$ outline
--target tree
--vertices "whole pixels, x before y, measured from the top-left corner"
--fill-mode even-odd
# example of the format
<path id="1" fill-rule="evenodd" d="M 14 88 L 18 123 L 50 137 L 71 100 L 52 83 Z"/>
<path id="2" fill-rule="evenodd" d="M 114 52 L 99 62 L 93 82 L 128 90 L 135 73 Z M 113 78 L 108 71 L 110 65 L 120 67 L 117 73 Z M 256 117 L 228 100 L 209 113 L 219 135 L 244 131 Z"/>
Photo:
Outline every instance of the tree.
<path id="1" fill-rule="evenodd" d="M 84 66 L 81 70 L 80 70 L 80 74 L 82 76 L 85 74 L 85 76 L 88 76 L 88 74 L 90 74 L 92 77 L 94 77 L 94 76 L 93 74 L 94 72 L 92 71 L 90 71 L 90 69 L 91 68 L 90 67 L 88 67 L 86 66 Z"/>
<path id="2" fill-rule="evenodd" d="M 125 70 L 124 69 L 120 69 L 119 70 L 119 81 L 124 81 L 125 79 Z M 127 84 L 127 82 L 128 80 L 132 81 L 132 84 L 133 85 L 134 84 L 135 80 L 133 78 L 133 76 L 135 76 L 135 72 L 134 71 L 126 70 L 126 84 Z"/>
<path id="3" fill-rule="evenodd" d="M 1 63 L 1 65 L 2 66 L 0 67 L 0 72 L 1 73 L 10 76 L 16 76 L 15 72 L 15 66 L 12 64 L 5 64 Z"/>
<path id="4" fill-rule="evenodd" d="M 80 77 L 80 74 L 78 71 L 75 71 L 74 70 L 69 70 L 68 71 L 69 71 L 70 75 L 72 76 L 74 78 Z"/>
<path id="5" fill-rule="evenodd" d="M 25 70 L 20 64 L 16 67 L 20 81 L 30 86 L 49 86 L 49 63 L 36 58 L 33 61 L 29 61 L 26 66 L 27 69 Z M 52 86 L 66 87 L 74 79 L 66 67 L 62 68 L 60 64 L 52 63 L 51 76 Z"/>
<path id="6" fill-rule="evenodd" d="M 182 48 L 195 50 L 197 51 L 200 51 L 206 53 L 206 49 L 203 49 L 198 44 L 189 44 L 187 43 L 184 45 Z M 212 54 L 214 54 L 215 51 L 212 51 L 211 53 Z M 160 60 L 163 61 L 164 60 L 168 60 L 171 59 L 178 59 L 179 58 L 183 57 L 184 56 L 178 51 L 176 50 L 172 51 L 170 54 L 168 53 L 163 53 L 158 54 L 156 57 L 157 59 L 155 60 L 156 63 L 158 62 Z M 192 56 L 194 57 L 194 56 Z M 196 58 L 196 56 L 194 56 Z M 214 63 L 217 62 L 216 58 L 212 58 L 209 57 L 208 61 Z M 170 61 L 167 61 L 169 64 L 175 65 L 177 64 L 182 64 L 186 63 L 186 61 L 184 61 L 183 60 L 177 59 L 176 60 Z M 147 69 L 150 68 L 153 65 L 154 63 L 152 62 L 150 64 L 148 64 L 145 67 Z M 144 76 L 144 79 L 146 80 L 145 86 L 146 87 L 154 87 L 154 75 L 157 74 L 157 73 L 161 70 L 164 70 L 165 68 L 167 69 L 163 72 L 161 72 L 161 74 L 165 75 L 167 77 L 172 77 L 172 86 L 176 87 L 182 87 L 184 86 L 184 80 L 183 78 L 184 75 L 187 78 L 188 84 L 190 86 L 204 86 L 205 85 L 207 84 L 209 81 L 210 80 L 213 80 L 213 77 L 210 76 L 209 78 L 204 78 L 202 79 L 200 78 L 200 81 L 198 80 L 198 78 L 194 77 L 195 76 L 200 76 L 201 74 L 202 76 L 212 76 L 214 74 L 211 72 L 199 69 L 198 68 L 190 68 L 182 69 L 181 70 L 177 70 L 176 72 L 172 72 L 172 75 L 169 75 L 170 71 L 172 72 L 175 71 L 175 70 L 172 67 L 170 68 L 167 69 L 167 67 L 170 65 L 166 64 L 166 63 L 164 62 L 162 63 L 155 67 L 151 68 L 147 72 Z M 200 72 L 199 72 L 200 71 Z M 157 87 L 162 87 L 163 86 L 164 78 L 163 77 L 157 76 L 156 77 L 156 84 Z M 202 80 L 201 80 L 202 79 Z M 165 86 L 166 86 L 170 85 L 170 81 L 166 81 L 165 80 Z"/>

§ THE TASK
Could you update everything from the start of the entries down through the line containing "88 L 18 123" by replacing "tree" with "building" and leaving all else unchanged?

§ TASK ANSWER
$ outline
--target building
--vertices "whole pixels, x before y, measured from the top-left corner"
--fill-mode even-odd
# example of the format
<path id="1" fill-rule="evenodd" d="M 14 88 L 18 123 L 50 137 L 71 100 L 52 83 Z"/>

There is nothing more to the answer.